Copy each of the entries below word for word, and leave the pictures out of your copy.

— SUPPLIED RECORDS —

## Start

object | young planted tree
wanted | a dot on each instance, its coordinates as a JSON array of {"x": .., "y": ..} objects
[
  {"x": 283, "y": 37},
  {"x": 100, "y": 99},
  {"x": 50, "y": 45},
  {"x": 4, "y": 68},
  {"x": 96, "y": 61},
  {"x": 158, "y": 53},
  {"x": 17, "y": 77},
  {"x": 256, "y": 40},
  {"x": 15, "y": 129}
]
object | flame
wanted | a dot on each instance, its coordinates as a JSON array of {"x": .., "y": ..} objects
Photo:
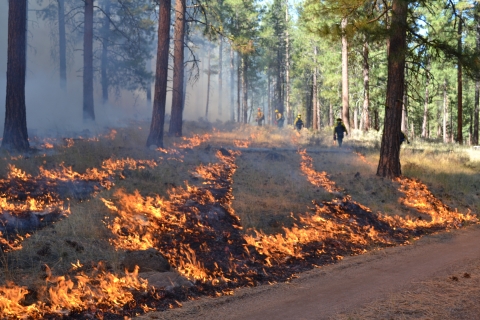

## End

— RESULT —
object | young planted tree
wanted | a dot on each instance, its coordinates as a JSON array of {"x": .., "y": ..} objects
[
  {"x": 283, "y": 37},
  {"x": 100, "y": 99},
  {"x": 50, "y": 45},
  {"x": 4, "y": 68},
  {"x": 96, "y": 61},
  {"x": 158, "y": 53},
  {"x": 17, "y": 77},
  {"x": 256, "y": 40},
  {"x": 15, "y": 129}
]
object | flame
wanted | a dot on each instance, its coordinates as a JSON array of {"x": .., "y": ..} objects
Photo:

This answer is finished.